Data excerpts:
┄┄┄┄┄┄┄┄┄┄

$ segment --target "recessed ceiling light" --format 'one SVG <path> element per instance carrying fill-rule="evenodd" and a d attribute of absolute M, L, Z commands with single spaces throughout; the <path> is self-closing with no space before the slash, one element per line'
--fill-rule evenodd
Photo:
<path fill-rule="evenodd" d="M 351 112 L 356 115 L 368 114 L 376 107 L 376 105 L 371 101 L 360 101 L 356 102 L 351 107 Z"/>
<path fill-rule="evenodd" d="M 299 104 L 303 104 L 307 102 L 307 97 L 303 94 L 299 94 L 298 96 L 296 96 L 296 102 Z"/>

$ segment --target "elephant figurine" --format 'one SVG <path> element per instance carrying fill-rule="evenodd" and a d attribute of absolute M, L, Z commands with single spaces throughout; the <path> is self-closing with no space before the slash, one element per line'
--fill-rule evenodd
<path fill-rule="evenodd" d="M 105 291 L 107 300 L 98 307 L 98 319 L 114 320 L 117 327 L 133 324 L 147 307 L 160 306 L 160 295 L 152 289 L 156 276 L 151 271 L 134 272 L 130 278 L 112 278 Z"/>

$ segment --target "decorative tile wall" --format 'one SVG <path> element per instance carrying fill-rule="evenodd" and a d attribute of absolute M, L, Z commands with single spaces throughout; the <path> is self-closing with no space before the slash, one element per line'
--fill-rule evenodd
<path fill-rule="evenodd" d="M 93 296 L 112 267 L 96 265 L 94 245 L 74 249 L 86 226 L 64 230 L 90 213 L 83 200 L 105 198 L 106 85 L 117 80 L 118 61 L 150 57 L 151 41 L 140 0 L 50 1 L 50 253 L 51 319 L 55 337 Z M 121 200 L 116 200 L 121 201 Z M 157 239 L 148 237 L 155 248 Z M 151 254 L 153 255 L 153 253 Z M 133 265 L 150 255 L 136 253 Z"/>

┄┄┄┄┄┄┄┄┄┄

WORK TO COMPLETE:
All of the entries need to be given again, word for word.

WRITTEN SOLUTION:
$ segment --target "recessed ceiling light" --format 'one SVG <path> element per instance carrying fill-rule="evenodd" and a d attribute of absolute M, L, Z commands with single spaces throughout; the <path> is self-closing with no space before the slash, one element per line'
--fill-rule evenodd
Photo:
<path fill-rule="evenodd" d="M 351 112 L 356 115 L 368 114 L 376 107 L 376 105 L 371 101 L 360 101 L 356 102 L 351 107 Z"/>
<path fill-rule="evenodd" d="M 299 104 L 303 104 L 307 102 L 307 97 L 303 94 L 299 94 L 298 96 L 296 96 L 296 102 Z"/>

$ segment --target "elephant figurine" --format 'one SVG <path> element per instance carrying fill-rule="evenodd" and a d attribute of absolute M, L, Z commands with single spaces throughout; the <path> is self-closing with no space before the slash, one element per line'
--fill-rule evenodd
<path fill-rule="evenodd" d="M 105 291 L 107 300 L 98 307 L 98 319 L 114 320 L 117 327 L 133 324 L 147 307 L 160 306 L 160 295 L 152 289 L 156 276 L 151 271 L 134 272 L 130 278 L 112 278 Z"/>

$ segment --target "decorative tile wall" --format 'one SVG <path> element per instance carrying fill-rule="evenodd" and a d attribute of absolute M, L, Z commands with single spaces throughout; the <path> is self-closing with no space before the slash, one element per line'
--fill-rule evenodd
<path fill-rule="evenodd" d="M 93 296 L 112 267 L 96 265 L 94 245 L 74 249 L 86 226 L 64 230 L 90 213 L 83 200 L 105 198 L 106 85 L 117 80 L 118 61 L 150 57 L 151 41 L 140 0 L 50 1 L 50 253 L 51 319 L 55 337 Z M 121 200 L 116 200 L 121 201 Z M 157 239 L 148 237 L 155 248 Z M 151 254 L 153 255 L 153 253 Z M 133 265 L 150 255 L 136 253 Z"/>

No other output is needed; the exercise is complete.